Data extract:
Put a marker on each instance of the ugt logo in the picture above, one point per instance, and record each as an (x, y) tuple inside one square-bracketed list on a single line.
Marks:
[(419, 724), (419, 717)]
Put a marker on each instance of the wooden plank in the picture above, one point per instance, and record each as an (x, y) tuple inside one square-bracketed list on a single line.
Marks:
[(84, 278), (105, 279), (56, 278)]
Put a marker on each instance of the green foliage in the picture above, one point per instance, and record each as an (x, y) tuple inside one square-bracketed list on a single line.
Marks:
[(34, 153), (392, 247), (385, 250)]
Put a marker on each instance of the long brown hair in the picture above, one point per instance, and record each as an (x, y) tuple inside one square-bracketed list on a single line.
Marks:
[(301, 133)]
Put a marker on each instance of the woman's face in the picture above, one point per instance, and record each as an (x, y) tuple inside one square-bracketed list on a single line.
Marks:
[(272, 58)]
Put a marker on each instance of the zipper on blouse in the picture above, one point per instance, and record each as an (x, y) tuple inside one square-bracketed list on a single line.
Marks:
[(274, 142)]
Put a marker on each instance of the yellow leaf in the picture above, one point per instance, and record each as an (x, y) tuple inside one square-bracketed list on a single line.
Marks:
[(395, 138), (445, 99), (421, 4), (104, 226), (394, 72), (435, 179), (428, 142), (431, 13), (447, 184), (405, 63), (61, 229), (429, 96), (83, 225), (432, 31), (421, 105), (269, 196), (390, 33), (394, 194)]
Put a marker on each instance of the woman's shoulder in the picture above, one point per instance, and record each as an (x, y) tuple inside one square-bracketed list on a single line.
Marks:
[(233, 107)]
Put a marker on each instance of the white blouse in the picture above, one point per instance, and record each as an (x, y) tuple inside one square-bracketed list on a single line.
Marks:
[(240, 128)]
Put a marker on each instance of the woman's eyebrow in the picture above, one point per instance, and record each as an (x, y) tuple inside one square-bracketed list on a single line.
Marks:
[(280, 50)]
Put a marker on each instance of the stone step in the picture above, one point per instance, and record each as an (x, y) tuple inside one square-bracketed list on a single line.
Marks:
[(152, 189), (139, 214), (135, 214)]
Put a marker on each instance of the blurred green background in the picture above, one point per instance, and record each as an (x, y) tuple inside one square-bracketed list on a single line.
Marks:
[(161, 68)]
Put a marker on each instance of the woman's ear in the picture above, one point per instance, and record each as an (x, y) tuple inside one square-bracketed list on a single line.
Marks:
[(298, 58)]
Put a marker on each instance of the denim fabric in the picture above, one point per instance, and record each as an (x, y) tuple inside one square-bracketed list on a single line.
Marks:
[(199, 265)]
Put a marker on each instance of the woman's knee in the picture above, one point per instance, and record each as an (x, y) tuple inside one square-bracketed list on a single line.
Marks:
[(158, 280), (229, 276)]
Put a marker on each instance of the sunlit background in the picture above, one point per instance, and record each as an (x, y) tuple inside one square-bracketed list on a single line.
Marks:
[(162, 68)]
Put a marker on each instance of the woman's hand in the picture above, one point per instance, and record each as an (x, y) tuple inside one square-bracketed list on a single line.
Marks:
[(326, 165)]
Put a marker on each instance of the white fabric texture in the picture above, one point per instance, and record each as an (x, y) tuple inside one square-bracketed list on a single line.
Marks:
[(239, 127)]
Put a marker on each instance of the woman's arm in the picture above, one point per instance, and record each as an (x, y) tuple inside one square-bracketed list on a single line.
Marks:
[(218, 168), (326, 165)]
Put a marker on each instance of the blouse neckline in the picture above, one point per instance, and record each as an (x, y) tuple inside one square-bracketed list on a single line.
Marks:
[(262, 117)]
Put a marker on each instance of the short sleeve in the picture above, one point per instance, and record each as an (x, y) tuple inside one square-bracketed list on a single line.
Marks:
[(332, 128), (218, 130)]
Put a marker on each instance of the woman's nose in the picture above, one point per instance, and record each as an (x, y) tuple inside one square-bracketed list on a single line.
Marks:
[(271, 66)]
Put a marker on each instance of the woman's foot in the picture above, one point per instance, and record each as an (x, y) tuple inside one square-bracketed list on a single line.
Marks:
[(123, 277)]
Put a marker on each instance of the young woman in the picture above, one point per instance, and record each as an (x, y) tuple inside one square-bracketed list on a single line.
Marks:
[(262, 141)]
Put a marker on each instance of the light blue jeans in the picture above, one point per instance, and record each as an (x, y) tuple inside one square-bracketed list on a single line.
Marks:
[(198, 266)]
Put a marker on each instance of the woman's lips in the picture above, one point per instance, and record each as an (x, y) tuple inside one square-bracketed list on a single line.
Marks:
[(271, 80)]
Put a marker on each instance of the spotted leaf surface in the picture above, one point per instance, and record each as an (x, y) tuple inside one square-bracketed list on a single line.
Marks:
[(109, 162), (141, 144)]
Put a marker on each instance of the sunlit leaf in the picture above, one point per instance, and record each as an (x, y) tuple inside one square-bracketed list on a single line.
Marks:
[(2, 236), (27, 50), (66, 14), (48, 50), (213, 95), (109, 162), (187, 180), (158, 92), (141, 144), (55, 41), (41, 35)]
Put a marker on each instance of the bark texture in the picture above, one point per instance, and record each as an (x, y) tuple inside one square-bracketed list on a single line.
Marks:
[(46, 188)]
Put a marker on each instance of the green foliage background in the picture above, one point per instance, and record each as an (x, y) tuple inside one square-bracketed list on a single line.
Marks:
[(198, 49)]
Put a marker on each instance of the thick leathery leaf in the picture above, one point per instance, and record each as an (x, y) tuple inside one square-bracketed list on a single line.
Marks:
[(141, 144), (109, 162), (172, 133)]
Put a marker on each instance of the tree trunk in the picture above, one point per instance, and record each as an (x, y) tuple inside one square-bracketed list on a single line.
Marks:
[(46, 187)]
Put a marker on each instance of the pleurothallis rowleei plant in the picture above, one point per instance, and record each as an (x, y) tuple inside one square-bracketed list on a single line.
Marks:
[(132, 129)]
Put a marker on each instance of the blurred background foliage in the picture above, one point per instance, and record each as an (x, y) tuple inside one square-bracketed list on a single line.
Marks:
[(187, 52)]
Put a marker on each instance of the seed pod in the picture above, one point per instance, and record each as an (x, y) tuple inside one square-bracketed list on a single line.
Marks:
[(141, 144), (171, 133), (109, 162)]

Request:
Reproduce the lines from the start through the line containing "[(84, 278), (105, 279), (56, 278)]", inclusive, with their requests, and offset every coordinate in the answers by adding 104.

Solution for this exercise:
Put a marker on each instance of the ugt logo in the picture above, one point per instance, and record each as an (x, y) tuple inside one square-bracketed list on a single line.
Marks:
[(523, 828), (523, 821)]
Put a marker on each instance of the wooden plank in the picture above, one point per instance, and record each as an (x, y) tuple inside one square-bracketed list on a single line.
Marks:
[(188, 382), (209, 383), (160, 382)]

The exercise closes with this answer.